◆ Assigned task ◆
Each line of the listing below, from the very first to the one that contains "box: [54, 0, 65, 28]", is to be retyped exactly as it stands.
--- Provided data ---
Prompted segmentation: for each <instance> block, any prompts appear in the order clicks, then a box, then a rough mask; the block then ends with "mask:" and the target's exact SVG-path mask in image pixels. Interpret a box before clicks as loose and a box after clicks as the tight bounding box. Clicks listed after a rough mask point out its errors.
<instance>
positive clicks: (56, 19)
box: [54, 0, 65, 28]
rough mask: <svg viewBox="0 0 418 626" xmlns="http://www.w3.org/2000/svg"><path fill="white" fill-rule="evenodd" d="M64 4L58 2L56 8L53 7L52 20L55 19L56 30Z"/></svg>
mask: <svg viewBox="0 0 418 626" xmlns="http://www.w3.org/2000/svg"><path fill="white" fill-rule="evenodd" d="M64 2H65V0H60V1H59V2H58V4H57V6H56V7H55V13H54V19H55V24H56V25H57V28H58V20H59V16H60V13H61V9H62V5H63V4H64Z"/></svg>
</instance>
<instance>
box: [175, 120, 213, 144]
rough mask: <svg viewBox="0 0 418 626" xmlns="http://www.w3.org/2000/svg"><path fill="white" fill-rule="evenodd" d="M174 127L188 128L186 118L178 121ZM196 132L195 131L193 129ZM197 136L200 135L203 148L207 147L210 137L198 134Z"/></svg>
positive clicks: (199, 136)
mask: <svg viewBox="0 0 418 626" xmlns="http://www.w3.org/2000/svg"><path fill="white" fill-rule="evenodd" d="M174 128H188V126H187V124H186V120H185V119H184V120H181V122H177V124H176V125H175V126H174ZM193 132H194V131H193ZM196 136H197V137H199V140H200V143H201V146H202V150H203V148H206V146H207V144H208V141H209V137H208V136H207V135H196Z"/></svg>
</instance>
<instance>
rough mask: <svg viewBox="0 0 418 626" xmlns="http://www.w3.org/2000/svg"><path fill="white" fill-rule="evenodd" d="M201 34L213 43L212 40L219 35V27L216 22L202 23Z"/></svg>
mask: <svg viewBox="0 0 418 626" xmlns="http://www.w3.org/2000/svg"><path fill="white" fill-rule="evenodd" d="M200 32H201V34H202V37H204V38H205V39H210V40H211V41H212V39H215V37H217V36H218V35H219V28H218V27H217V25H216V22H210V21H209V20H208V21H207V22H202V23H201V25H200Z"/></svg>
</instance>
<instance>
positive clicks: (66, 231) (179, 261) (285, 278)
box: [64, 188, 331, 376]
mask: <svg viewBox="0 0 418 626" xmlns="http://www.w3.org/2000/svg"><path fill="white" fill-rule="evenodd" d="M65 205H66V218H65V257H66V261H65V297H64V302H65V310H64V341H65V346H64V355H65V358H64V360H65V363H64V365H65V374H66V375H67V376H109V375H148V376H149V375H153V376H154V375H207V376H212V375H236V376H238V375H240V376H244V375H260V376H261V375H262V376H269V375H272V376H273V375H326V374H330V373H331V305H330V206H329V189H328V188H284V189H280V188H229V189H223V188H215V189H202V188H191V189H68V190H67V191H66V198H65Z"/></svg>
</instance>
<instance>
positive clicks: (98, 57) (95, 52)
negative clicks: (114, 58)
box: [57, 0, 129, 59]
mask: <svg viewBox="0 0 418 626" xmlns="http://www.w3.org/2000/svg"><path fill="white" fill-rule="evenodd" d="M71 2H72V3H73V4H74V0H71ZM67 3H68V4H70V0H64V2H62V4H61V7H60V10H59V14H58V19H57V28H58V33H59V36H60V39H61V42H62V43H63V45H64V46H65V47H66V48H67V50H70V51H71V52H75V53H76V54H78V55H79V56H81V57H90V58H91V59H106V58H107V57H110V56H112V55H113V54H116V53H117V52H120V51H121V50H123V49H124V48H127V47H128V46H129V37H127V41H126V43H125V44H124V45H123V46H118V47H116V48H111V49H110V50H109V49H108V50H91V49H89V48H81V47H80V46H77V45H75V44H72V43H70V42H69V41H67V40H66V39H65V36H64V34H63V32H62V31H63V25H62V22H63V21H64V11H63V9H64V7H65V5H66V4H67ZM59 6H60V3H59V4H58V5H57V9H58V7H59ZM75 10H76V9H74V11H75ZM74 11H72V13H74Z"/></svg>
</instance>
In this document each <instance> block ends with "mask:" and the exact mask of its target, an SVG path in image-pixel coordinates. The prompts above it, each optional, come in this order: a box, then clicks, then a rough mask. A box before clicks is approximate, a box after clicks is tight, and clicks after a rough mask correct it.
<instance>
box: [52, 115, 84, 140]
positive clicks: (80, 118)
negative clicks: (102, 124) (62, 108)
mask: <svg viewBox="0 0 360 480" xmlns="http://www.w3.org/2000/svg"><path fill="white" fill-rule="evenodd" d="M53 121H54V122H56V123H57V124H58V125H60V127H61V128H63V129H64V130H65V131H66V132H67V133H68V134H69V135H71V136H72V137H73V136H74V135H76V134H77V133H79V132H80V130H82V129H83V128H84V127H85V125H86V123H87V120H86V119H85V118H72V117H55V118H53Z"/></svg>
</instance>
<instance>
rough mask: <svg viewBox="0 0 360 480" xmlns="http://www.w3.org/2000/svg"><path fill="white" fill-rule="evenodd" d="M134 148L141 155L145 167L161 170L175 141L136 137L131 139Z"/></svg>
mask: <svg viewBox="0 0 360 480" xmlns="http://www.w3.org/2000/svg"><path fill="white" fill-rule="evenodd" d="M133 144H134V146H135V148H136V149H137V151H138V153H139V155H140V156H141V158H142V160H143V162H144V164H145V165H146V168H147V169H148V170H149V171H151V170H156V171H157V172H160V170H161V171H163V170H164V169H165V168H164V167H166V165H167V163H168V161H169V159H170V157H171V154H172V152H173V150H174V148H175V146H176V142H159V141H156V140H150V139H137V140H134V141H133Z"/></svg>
---
◆ Written response ◆
Prompted segmentation: for each <instance> block, any prompts appear in the order clicks, then a box, then a rough mask; the block then ends with "mask:" and the target's exact SVG-path mask in image pixels. Interpret a box before clicks as loose and a box after clicks as the tight bounding box. Clicks listed after a rough mask point out its errors.
<instance>
positive clicks: (56, 19)
box: [54, 0, 65, 28]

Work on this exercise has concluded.